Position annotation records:
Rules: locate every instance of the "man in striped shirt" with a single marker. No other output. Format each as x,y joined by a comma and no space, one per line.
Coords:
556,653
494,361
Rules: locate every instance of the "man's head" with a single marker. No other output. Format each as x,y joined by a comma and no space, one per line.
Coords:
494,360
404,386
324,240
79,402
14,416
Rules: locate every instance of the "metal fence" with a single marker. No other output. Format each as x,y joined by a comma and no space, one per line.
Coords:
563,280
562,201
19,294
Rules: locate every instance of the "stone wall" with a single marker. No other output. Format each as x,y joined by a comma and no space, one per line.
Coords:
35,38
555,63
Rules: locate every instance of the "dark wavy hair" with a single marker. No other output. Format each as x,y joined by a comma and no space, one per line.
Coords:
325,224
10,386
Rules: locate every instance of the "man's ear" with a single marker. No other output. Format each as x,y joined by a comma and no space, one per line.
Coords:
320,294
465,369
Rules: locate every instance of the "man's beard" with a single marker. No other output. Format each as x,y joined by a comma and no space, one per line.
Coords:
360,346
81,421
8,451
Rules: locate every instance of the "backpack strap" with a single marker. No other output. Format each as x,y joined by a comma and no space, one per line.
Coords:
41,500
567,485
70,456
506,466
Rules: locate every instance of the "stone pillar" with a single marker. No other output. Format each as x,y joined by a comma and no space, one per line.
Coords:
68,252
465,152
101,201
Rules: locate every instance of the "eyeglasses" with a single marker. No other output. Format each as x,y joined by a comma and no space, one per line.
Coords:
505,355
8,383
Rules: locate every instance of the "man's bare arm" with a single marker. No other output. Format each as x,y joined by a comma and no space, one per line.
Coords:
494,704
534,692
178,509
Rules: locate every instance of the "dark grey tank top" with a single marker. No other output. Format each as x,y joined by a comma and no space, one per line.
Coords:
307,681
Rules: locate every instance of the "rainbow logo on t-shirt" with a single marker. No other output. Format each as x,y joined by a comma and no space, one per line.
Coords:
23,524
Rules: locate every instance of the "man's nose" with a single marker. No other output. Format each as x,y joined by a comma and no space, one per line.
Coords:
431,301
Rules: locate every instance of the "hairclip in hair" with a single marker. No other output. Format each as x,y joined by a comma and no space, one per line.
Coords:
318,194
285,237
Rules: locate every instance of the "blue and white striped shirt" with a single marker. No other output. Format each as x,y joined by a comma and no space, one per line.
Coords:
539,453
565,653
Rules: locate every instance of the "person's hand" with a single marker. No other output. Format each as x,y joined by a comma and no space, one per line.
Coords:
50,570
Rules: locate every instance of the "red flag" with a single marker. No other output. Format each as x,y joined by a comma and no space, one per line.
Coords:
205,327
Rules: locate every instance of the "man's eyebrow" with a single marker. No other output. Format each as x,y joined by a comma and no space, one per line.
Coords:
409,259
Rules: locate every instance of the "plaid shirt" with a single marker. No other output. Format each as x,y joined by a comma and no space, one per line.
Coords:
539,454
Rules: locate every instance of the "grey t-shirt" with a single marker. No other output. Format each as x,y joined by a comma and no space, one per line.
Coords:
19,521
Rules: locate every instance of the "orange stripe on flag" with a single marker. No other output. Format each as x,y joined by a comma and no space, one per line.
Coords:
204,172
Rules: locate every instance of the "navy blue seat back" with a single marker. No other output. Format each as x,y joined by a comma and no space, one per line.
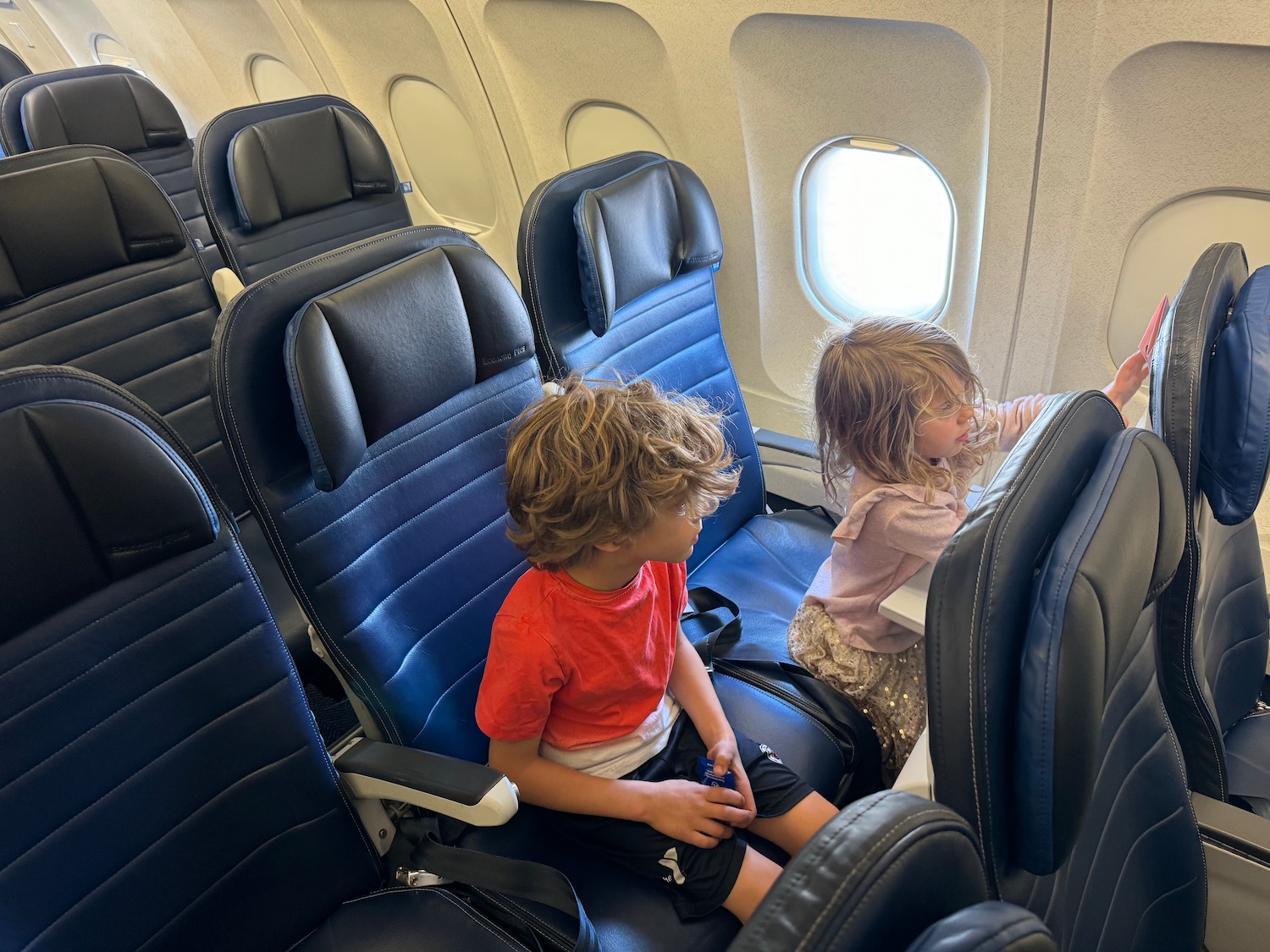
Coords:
401,560
108,106
617,264
1211,404
1048,731
287,180
366,395
163,784
101,274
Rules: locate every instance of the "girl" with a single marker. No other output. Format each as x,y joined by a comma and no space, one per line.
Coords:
901,426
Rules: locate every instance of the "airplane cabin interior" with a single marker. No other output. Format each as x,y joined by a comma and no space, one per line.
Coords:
279,281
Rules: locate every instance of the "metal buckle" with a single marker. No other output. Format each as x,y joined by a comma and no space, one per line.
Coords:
419,878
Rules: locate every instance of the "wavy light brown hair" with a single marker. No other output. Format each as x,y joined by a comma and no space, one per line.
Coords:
597,462
876,381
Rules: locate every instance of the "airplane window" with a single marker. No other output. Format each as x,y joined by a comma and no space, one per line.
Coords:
109,51
876,230
599,129
272,80
444,157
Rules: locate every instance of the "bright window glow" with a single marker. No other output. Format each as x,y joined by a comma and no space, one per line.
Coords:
876,231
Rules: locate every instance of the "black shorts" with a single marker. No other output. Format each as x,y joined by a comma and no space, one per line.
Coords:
698,878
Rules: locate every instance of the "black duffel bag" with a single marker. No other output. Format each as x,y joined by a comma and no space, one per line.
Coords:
713,622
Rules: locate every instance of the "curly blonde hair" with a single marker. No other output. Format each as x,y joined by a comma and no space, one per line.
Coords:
876,381
599,459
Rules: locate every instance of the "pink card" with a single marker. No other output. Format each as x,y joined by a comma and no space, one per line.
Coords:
1148,339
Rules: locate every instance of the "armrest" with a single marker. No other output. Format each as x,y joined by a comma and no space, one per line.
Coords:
446,784
787,443
226,284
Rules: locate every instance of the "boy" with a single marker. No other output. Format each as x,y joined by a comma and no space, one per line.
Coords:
594,702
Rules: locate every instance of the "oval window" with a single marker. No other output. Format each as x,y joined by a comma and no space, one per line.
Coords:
109,51
446,162
876,230
273,80
599,129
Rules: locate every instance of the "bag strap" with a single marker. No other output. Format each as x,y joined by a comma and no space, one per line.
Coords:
705,603
512,878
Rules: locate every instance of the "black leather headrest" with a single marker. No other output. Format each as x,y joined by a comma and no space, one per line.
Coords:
119,109
1181,360
873,878
980,606
113,213
638,233
300,162
1234,436
88,495
12,66
1117,553
386,348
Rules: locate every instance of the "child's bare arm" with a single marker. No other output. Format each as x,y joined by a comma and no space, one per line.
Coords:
690,683
1128,378
687,812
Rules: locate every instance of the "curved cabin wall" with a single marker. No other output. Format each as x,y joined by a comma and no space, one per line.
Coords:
1091,150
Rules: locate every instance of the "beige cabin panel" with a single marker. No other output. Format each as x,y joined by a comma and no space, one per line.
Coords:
27,35
406,66
1142,114
1162,251
676,66
601,129
234,33
157,40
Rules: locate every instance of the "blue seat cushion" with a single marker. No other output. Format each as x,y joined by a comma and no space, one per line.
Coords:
766,568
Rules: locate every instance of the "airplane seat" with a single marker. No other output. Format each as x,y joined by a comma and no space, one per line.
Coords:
1048,731
1211,404
617,263
366,395
99,273
291,179
908,876
109,106
163,784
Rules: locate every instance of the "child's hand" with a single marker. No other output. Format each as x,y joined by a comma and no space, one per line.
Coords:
726,758
693,812
1127,381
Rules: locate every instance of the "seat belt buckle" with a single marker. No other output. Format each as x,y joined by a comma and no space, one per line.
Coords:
417,878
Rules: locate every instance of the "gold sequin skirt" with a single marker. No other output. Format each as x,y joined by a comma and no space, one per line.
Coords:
889,690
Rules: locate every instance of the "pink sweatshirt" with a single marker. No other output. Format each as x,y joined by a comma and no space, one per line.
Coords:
888,532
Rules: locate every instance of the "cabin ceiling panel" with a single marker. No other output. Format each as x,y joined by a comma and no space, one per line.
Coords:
408,69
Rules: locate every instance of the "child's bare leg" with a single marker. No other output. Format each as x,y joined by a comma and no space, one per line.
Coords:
757,875
792,830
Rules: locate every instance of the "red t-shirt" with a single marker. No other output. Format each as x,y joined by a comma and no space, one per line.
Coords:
577,665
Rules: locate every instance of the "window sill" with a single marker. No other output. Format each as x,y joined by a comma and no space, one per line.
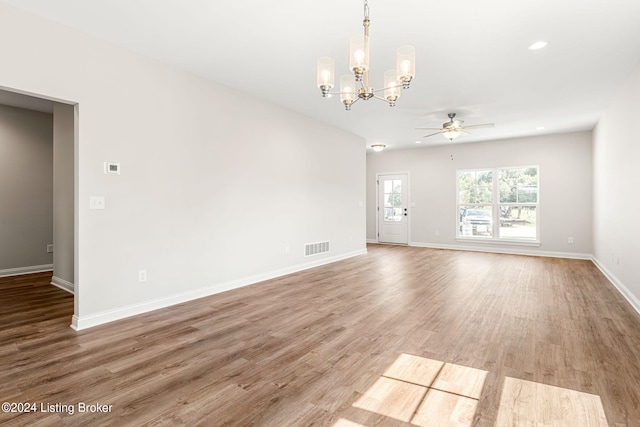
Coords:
510,242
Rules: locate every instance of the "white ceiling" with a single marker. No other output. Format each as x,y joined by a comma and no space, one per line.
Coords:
472,56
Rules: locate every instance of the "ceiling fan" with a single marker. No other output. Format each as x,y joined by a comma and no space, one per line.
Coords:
454,128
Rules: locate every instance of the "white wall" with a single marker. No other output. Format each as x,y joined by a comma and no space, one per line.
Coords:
26,192
616,151
63,195
214,185
565,189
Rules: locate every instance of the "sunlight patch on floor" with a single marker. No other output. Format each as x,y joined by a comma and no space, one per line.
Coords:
529,403
425,392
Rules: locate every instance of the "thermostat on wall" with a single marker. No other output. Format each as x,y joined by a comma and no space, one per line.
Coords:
111,168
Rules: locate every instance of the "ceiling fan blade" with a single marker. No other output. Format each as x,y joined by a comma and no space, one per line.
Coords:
486,125
437,133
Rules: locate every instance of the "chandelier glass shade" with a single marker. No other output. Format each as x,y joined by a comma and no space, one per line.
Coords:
355,86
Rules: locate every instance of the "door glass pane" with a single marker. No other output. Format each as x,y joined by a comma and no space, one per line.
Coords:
393,200
518,222
476,221
388,200
389,215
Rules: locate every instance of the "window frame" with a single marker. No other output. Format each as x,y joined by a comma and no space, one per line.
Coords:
495,205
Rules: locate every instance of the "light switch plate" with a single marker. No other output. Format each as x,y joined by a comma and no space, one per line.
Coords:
96,202
112,168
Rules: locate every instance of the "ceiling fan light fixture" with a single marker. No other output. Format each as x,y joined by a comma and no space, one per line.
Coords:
538,45
451,134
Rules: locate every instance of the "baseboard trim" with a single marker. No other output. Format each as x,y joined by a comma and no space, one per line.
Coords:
508,251
63,284
88,321
626,293
26,270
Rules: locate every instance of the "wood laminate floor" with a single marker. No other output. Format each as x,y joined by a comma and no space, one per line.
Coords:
398,337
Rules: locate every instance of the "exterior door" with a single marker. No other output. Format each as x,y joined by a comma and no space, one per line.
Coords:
393,208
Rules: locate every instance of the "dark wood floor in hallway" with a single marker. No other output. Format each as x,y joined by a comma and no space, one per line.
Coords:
310,348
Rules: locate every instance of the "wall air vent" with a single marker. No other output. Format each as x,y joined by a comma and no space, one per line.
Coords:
311,249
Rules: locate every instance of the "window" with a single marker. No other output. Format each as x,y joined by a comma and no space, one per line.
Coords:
498,204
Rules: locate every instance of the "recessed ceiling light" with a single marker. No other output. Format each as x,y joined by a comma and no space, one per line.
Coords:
538,45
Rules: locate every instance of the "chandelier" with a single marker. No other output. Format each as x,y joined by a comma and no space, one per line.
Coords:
394,80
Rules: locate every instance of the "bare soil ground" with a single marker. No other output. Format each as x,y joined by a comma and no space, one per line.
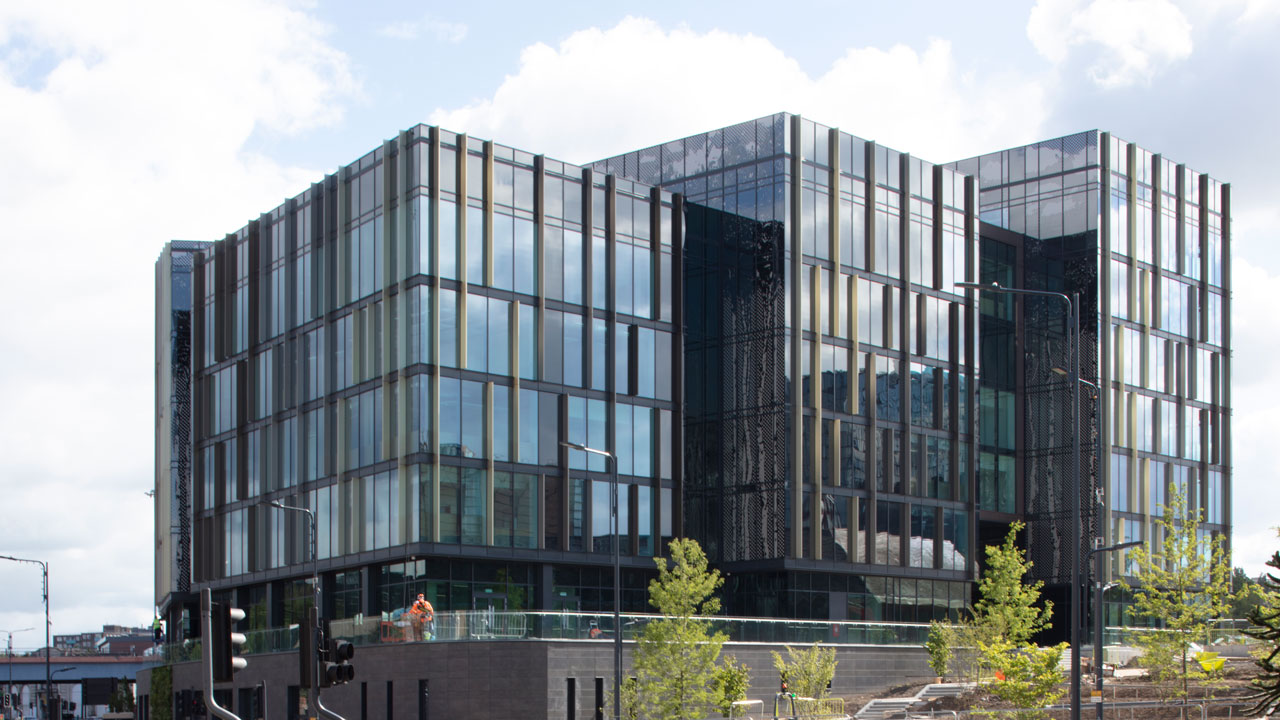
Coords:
1234,686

EXERCISE TASK:
Take the lines from the one containing "wood floor in" through the final line of the listing above and print them exactly, including both ends but no pictures.

ANSWER BELOW:
Rules: locate every instance of the "dark wood floor in hallway" with a single marker. No other output. Format each as x,y joined by a comma and no space, one per line.
Coords:
310,348
Rules: locate every instance of the "wall air vent" with a single marker. No other output. Format each as x,y joined by a comma and no space, one per line.
Coords:
311,249
Rules: locate every instance of the "window" with a single marker. No other output. Format each as x,y joined by a comma and no space, one per line.
Coords:
498,204
Rules: locate every instance of the "recessed ceiling light" with a single marker. No other output. Format each as x,y joined by a comma and no space, one per line.
Coords:
538,45
Rules: locate every instance of the "chandelier" with a single marker. No other output. Format each as x,y joined by a comma and no space, one per line.
Coords:
394,80
Rules: locate every instance of the "bare soil ground" with a single marker. No other output. Format each as x,y joined by a comma and no space, one per line.
Coords:
1234,686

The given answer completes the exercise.